EXCERTO DO DOCUMENTO:
Foram dados passos decisivos na consagração de direitos civilizacionais desde logo, reconhecendo  o direito das mulheres à igualdade em todos os domínios, pondo fim à  opressão e subalternidade que lhe foi imposta pelo fascismo; os direitos das pessoas com deficiência, até então obrigadas a viver da mendicidade e pobreza extrema; os  direitos para os reformados, pensionistas e idosos, desenhando-se novos caminhos de elevação da sua qualidade de vida e envelhecimento com direitos. 

Nas conquistas de Abril inscrevem-se passos dados na promoção da educação, cultura e desporto, ocupação dos tempos livres. Conquistas assentes em novos valores e objectivos, interrompendo a herança do fascismo que monopolizou o direito à instrução e à cultura a favor das elites privilegiadas,  em contraponto ao  analfabetismo da maioria da população, das crianças e jovens  que cedo abandonavam a escola, pondo fim a uma sociedade marcada por forte condicionamento cultural, com um desporto de cariz elitista, com um limitado número de praticantes.

O contributo decisivo para a paz é uma das grandes conquistas do processo revolucionário, pondo fim à guerra colonial  e reconhecendo o direito à autodeterminação e independência dos povos das colónias. Pôs fim à exploração e opressão coloniais e a uma história de crimes contra povos explorados e subjugados que usou milhares de jovens portugueses nessa guerra, causando a morte, mutilações físicas e psicológicas em milhares deles. 

Todas estas extraordinárias conquistas da Revolução de Abril são indissociáveis das suas características: um levantamento militar, que é simultaneamente acompanhado por um levantamento popular, que deu corpo a uma aliança entre os militares progressistas do MFA e o povo, constituindo-se como o motor  da democratização da sociedade portuguesa e das transformações realizadas. 

De facto, a classe operária, os trabalhadores e as massas populares não se limitaram a apoiar o movimento dos capitães, tomaram elas a iniciativa nas suas mãos e, em aliança com os militares progressistas,  impuseram profundas  transformações na sociedade portuguesa tornando-o um País mais justo e democrático. 

As mulheres – operárias, trabalhadoras de diversos sectores, donas de casa, estudantes – integraram este amplo movimento e na construção destas conquistas.      

A  força do processo revolucionário levou a que tenham sido consagradas em lei as conquistas revolucionárias construídas nas empresas, nos campos e exigidas nas ruas. 

Os trabalhadores e os operários agrícolas com a sua  intervenção nas empresas, nas nacionalizações, na ocupação de terras para as suas actividades agrícolas, como a Reforma Agrária, impediram a sabotagem económica promovida pelos sectores reaccionários do patronato e latifundiários.

As nacionalizações constituíram um duro golpe para o capital monopolista, contribuindo para criar a base de sustentação de uma sólida alavanca de desenvolvimento económico do País. Não foi um acto voluntarista ou um excesso, antes corresponderam a uma necessidade objectiva ditada pela defesa da própria democracia e uma resposta à sabotagem económica da contra-revolução,  constituindo-se como um instrumento insubstituível capaz de suportar as necessidades de um desenvolvimento do País ao serviço de uma mais justa distribuição da riqueza e de elevação das condições de vida do povo.

ENUNCIADO DO EXERCÍCIO: Pode redigir a parte seguinte do texto sobre as conquistas da Revolução de Abril, começando logo a seguir à sua última frase? Estas linhas não têm qualquer relação com o texto sobre as conquistas da Revolução de Abril.

Anotações de pontos em fotografias:

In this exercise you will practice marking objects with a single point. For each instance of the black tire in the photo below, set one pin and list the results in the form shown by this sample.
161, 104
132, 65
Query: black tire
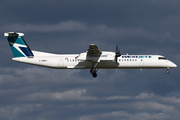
94, 75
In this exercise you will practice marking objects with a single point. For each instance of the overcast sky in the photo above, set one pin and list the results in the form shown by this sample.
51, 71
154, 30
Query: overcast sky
68, 26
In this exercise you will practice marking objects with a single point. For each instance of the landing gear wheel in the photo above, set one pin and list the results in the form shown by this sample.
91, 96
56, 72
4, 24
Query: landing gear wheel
94, 75
92, 71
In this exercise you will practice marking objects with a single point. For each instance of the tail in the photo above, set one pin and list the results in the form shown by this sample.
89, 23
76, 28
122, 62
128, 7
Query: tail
18, 45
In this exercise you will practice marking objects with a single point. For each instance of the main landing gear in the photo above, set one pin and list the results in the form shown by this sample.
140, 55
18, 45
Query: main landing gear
94, 70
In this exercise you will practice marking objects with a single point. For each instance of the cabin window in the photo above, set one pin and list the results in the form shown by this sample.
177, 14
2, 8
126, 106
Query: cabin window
162, 58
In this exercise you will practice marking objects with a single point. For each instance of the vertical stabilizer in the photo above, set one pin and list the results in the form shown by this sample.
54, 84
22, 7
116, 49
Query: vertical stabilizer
18, 45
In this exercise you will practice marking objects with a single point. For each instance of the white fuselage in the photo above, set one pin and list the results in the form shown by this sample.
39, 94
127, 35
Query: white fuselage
69, 61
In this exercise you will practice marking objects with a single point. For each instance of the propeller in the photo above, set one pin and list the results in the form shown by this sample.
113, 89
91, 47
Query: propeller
117, 54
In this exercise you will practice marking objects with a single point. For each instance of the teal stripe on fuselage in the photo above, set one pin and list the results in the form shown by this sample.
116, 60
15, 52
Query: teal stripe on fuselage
16, 53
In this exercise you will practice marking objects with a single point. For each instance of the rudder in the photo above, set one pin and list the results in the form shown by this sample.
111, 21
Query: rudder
18, 45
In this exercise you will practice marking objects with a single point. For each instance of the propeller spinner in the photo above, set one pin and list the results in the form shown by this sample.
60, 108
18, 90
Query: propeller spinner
117, 54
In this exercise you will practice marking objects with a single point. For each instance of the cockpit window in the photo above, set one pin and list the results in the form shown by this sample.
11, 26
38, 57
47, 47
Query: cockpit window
162, 58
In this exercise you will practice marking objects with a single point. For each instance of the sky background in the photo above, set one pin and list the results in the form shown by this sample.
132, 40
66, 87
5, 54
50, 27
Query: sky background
68, 26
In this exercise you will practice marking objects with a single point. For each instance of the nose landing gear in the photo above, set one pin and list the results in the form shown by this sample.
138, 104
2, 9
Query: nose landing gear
167, 71
93, 70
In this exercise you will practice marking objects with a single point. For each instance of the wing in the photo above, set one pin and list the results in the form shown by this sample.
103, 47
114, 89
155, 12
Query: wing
93, 50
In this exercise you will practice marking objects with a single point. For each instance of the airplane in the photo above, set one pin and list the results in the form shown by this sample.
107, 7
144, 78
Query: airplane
93, 59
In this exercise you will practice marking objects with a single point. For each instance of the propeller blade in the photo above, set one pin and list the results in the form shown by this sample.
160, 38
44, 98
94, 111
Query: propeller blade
117, 53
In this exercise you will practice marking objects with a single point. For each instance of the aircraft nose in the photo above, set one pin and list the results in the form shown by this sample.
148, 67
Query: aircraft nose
172, 65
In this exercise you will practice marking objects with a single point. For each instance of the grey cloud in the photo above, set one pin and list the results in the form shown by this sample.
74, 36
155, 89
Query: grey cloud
138, 27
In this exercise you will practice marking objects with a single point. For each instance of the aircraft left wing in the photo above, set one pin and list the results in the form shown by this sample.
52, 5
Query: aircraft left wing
95, 55
93, 50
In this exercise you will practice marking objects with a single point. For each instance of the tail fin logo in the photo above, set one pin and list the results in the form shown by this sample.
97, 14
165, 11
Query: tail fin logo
18, 45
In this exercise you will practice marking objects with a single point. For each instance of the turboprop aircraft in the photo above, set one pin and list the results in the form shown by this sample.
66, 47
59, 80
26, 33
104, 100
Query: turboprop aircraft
93, 59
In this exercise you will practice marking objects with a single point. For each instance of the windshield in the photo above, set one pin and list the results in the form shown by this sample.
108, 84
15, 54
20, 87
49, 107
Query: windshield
162, 58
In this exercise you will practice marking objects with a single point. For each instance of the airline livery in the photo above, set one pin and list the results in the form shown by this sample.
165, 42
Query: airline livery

RESPOSTA DO EXERCÍCIO:
O controlo da produção pelos trabalhadores visou enfrentar a reacção dos detentores do poder do capital monopolista, que a todo o custo tentavam impedir a perda dos seus privilégios e superar a deficiente utilização da capacidade produtiva do País e o reduzido investimento. 

Na agricultura na zona do minifúndio foram devolvidos os baldios às  comunidades e tomaram-se medidas para assegurar que nas cerca de 300 mil explorações agrícolas os rendeiros tivessem condições mais favoráveis devidas à compensação pelo cultivo da terra. 

A Reforma Agrária levada a cabo no Alentejo e Ribatejo pela luta dos operários agrícolas constituiu uma das mais belas conquistas de Abril. A produção agrícola foi colocada ao serviço do País, criadas estruturas económicas nas quais os trabalhadores intervieram na produção e solução dos problemas locais. A entrega da «terra a quem a trabalha» significou, entre 1977 e 1978, mais de  217 mil hectares de área semeada que no tempo dos agrários, mais de 10 700 hectares de regadio, mais de 23.000 hectares de forragens, mais de 316 mil cabeças de gado, mais de 17 970 máquinas e alfaias.  

Com a Reforma Agrária reduziu-se o desemprego, registaram-se importantes aumentos salariais e instituídos 21 dias de férias. Nasceram lojas, supermercados, lagares, adegas, mercados de produtos da reforma agrária, cooperativas, criaram-se creches e comissões de base de saúde. 

Com a Revolução avança uma nova política habitacional impulsionada pelo movimento popular, que se traduziu em medidas que permitiram a construção de um número considerável de habitações sociais, uma nova política de solos, e a intervenção no arrendamento urbano através da limitação do aumento das rendas e obrigatoriedade de aluguer dos fogos devolutos. 

Movimento popular cuja intervenção teve enorme importância na resolução de problemas locais, na dinamização e construção da rede de esgotos e de saneamento básico, na luta pela exigência de serviços públicos de saúde, escolas, entre outros. Na criação de creches, centros de dia para idosos, melhoria dos caminhos, criação de parques infantis e zonas verdes. 

Assumiu grande importância a criação de um poder de proximidade, intimamente ligado à participação popular e resposta às necessidades das comunidades – o poder local democrático, plural, colegial e participado - iniciado logo após a Revolução com a substituição das estruturas do fascismo pelas Comissões Administrativas para gerir as autarquias até à realização das primeiras eleições autárquicas a 12 de Dezembro de 1976.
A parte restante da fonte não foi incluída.